• **Exercise tasks**
1) In the forum excerpt about the blocks, why does the poster say the right and center blocks share the same velocity?
2) Write the next part of the forum excerpt about the blocks, picking up right after its final line.

I think I can solve it, but I don't exactly feel comfortable using equations that I don't understand. I mean, I get that ##v_0=v_R=v_C## because the right and center blocks are still connected and move in unison. But I am confused on why you wouldn't need a separate equation to describe the velocity of the right block with respect to the center block when it shoots off from it.

 

[haruspex]

##(1)## ##m_Lv+m_Lv_L=(m_C+m_R)u## where ##u=3\frac{m}{s}##

I don't understand this equation. Please confirm:
v_L is the speed to the left of m_L, in the lab frame.
v is the speed to the right of m_C+m_R, in the lab frame.
u is their relative speed.
Right? So write an equation which expresses that.

• **Extracted information**
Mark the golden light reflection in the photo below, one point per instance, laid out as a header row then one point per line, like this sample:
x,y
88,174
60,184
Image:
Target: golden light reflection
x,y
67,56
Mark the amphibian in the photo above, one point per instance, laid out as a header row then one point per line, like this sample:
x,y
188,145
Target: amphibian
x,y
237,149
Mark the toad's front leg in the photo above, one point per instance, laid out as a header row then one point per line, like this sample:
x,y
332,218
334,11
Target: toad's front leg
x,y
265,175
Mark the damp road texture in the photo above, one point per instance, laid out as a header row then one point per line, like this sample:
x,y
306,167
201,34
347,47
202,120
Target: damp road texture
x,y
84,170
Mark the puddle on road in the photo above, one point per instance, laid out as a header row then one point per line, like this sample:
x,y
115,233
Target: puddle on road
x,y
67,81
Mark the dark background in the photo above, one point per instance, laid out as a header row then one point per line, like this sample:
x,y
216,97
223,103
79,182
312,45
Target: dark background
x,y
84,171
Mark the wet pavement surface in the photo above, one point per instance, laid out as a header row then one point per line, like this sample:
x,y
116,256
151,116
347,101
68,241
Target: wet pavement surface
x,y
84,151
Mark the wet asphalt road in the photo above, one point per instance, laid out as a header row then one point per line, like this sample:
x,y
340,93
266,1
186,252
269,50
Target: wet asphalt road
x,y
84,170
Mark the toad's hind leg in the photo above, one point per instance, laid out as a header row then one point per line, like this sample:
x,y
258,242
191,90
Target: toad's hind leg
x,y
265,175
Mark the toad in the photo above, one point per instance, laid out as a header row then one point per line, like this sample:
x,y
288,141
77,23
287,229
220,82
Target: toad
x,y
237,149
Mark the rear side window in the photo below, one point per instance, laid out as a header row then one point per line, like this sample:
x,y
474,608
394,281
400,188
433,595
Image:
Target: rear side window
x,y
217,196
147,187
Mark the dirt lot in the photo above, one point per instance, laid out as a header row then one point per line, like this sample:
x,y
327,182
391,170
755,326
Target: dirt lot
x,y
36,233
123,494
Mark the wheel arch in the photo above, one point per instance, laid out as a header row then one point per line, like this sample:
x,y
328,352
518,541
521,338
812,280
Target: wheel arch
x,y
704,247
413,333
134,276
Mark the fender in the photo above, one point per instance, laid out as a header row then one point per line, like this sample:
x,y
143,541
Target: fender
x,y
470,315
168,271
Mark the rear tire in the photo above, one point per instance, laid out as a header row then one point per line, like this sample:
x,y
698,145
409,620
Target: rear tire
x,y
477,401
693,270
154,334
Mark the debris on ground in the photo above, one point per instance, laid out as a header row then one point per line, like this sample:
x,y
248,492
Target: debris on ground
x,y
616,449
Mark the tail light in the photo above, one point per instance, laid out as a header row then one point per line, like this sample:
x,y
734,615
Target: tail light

• **Responses in order**
1) The right and center blocks are still connected and move in unison.

2)
 

[Eclair_de_XII]

So write an equation which expresses that.

Okay. I'll try:

##m_L(v+v_L)=(m_C+m_R)u##

 

[haruspex]

Okay. I'll try:

##m_L(v+v_L)=(m_C+m_R)u##

That is the same as you wrote before.
You have two speeds in the rest frame and their relative speed. if Paul runs at 13km/h and you run 1 km/h faster, what is your speed? Is it in any way affected by the masses of you and Paul?

 

[Eclair_de_XII]

if Paul runs at 13km/h and you run 1 km/h faster, what is your speed? Is it in any way affected by the masses of you and Paul?

##14\frac{km}{h}##, and I don't think it does. Let me try again: ##(m_L)(v+u)=(m_C+m_R)(v)##.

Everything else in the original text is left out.